Natural-language object grounding data

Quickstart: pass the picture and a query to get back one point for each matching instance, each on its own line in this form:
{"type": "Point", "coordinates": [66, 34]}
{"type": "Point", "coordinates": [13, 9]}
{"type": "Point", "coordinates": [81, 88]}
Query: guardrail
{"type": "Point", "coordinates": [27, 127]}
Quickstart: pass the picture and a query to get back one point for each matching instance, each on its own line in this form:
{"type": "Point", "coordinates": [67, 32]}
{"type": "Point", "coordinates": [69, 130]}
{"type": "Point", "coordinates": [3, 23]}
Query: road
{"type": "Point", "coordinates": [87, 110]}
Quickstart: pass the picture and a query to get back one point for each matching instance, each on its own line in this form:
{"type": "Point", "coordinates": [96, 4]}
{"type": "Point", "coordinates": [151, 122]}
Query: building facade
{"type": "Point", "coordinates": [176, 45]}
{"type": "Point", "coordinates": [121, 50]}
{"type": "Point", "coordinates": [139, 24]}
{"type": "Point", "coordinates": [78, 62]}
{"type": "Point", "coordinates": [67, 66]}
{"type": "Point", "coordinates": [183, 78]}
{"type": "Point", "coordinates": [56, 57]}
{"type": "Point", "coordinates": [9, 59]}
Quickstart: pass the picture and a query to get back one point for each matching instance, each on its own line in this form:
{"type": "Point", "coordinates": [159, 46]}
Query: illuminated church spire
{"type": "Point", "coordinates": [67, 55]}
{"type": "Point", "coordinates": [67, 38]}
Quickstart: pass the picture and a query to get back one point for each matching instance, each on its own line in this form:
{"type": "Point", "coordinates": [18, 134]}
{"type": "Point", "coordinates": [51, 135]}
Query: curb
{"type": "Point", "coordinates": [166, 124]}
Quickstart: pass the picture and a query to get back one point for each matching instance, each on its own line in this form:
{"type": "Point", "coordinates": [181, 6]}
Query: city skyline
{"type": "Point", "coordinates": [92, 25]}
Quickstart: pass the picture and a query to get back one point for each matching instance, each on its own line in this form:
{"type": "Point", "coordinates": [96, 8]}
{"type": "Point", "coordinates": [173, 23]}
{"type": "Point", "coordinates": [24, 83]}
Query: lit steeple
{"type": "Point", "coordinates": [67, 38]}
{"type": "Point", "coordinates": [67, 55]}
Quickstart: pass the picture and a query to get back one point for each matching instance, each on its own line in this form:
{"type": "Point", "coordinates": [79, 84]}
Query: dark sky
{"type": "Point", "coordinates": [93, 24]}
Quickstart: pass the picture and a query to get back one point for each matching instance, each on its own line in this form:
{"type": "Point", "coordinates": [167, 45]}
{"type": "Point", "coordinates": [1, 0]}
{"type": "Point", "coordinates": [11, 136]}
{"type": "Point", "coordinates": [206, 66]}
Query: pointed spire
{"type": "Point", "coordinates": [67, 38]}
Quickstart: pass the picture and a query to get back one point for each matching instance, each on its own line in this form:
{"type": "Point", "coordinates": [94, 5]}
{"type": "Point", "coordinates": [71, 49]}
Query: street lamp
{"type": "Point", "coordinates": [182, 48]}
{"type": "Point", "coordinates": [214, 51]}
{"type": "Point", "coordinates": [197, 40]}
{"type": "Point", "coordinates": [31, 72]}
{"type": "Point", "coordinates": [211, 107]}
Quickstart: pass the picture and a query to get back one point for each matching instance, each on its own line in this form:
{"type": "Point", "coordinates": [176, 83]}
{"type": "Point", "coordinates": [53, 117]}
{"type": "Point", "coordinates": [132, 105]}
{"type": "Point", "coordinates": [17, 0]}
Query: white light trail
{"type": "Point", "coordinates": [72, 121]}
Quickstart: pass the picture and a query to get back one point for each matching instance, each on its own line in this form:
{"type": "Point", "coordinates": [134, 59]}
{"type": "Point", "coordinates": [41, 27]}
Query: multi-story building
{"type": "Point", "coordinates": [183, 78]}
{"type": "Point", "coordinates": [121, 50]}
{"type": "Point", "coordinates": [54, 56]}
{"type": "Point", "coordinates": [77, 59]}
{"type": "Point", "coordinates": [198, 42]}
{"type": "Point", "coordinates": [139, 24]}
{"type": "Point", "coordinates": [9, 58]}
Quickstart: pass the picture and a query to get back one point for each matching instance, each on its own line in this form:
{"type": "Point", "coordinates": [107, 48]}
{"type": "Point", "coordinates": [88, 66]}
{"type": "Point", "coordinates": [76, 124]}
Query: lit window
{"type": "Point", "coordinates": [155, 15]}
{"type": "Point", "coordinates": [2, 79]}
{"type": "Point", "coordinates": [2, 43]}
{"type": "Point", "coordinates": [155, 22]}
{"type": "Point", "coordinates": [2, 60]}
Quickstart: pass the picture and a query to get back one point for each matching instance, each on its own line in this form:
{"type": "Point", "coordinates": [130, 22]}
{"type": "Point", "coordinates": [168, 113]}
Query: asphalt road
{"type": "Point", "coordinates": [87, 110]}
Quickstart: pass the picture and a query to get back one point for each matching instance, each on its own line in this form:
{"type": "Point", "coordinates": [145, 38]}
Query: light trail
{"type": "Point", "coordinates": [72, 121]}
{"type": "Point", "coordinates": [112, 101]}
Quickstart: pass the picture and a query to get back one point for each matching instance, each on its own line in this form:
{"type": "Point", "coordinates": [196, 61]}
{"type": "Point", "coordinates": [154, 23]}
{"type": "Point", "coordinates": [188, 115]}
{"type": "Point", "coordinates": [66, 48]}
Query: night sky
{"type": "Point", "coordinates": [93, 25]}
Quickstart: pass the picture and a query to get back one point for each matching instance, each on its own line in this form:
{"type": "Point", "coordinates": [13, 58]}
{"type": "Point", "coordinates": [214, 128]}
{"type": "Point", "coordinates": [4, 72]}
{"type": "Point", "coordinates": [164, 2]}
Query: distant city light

▶ _EXERCISE_: Every entry should be reproduced exactly, with no part omitted.

▶ _COMPLETED EXERCISE_:
Quickstart: pass the picture and a query to get back one point for each matching instance, each on its own line in this form:
{"type": "Point", "coordinates": [66, 34]}
{"type": "Point", "coordinates": [13, 9]}
{"type": "Point", "coordinates": [81, 88]}
Query: guardrail
{"type": "Point", "coordinates": [27, 127]}
Quickstart: pass the picture and a query to get back one point for each matching instance, each on its own line in this form:
{"type": "Point", "coordinates": [67, 32]}
{"type": "Point", "coordinates": [69, 130]}
{"type": "Point", "coordinates": [3, 23]}
Query: road
{"type": "Point", "coordinates": [87, 110]}
Quickstart: pass the picture and a query to get back one point for each matching instance, each on its own line in this form:
{"type": "Point", "coordinates": [96, 4]}
{"type": "Point", "coordinates": [151, 122]}
Query: building facade
{"type": "Point", "coordinates": [176, 45]}
{"type": "Point", "coordinates": [121, 50]}
{"type": "Point", "coordinates": [139, 24]}
{"type": "Point", "coordinates": [78, 62]}
{"type": "Point", "coordinates": [67, 66]}
{"type": "Point", "coordinates": [183, 78]}
{"type": "Point", "coordinates": [56, 57]}
{"type": "Point", "coordinates": [9, 59]}
Quickstart: pass the picture and a query to get back one point for each matching instance, each on its own line in this form:
{"type": "Point", "coordinates": [159, 46]}
Query: illuminated church spire
{"type": "Point", "coordinates": [67, 55]}
{"type": "Point", "coordinates": [67, 38]}
Quickstart: pass the picture and a query to get back one point for each matching instance, each on its own line in this form:
{"type": "Point", "coordinates": [18, 134]}
{"type": "Point", "coordinates": [51, 135]}
Query: curb
{"type": "Point", "coordinates": [166, 124]}
Quickstart: pass the picture and a query to get back one point for each matching instance, each on its own line in this form:
{"type": "Point", "coordinates": [181, 6]}
Query: city skyline
{"type": "Point", "coordinates": [92, 25]}
Quickstart: pass the picture and a query to get back one point for each matching instance, each on its own line in this form:
{"type": "Point", "coordinates": [96, 8]}
{"type": "Point", "coordinates": [173, 23]}
{"type": "Point", "coordinates": [24, 83]}
Query: lit steeple
{"type": "Point", "coordinates": [67, 38]}
{"type": "Point", "coordinates": [67, 55]}
Quickstart: pass the picture and a query to get back one point for each matching instance, each on its own line in this form:
{"type": "Point", "coordinates": [79, 84]}
Query: dark sky
{"type": "Point", "coordinates": [93, 24]}
Quickstart: pass the picture and a query to get back one point for each matching instance, each on its own line in this form:
{"type": "Point", "coordinates": [167, 45]}
{"type": "Point", "coordinates": [1, 0]}
{"type": "Point", "coordinates": [11, 136]}
{"type": "Point", "coordinates": [206, 66]}
Query: pointed spire
{"type": "Point", "coordinates": [67, 38]}
Quickstart: pass the picture and a query to get back one point for each matching instance, each on its own line in this form:
{"type": "Point", "coordinates": [94, 5]}
{"type": "Point", "coordinates": [71, 49]}
Query: street lamp
{"type": "Point", "coordinates": [182, 48]}
{"type": "Point", "coordinates": [214, 51]}
{"type": "Point", "coordinates": [197, 40]}
{"type": "Point", "coordinates": [31, 72]}
{"type": "Point", "coordinates": [211, 107]}
Quickstart: pass the picture and a query to get back one point for each matching instance, each on its own line in this form:
{"type": "Point", "coordinates": [176, 83]}
{"type": "Point", "coordinates": [53, 117]}
{"type": "Point", "coordinates": [132, 105]}
{"type": "Point", "coordinates": [17, 0]}
Query: white light trail
{"type": "Point", "coordinates": [72, 121]}
Quickstart: pass the picture and a query to get back one point for each matching instance, each on its own line in this form:
{"type": "Point", "coordinates": [134, 59]}
{"type": "Point", "coordinates": [41, 27]}
Query: multi-story building
{"type": "Point", "coordinates": [183, 78]}
{"type": "Point", "coordinates": [121, 50]}
{"type": "Point", "coordinates": [54, 56]}
{"type": "Point", "coordinates": [77, 59]}
{"type": "Point", "coordinates": [198, 42]}
{"type": "Point", "coordinates": [139, 24]}
{"type": "Point", "coordinates": [9, 58]}
Quickstart: pass the picture and a query to get back one point for each matching instance, each on its own line in this form:
{"type": "Point", "coordinates": [107, 48]}
{"type": "Point", "coordinates": [88, 66]}
{"type": "Point", "coordinates": [76, 124]}
Query: lit window
{"type": "Point", "coordinates": [155, 15]}
{"type": "Point", "coordinates": [2, 79]}
{"type": "Point", "coordinates": [2, 43]}
{"type": "Point", "coordinates": [155, 22]}
{"type": "Point", "coordinates": [2, 60]}
Quickstart: pass the picture and a query to get back one point for each matching instance, each on its own line in this form:
{"type": "Point", "coordinates": [130, 22]}
{"type": "Point", "coordinates": [168, 113]}
Query: asphalt road
{"type": "Point", "coordinates": [87, 110]}
Quickstart: pass the picture and a query to get back one point for each matching instance, each on its own line in this form:
{"type": "Point", "coordinates": [145, 38]}
Query: light trail
{"type": "Point", "coordinates": [72, 121]}
{"type": "Point", "coordinates": [112, 101]}
Quickstart: pass the picture and a query to get back one point for each matching instance, each on its own line in this form:
{"type": "Point", "coordinates": [196, 61]}
{"type": "Point", "coordinates": [154, 23]}
{"type": "Point", "coordinates": [188, 115]}
{"type": "Point", "coordinates": [66, 48]}
Query: night sky
{"type": "Point", "coordinates": [93, 25]}
Quickstart: pass the picture and a query to get back one point for each matching instance, each on its own line in this form:
{"type": "Point", "coordinates": [13, 58]}
{"type": "Point", "coordinates": [214, 128]}
{"type": "Point", "coordinates": [4, 72]}
{"type": "Point", "coordinates": [164, 2]}
Query: distant city light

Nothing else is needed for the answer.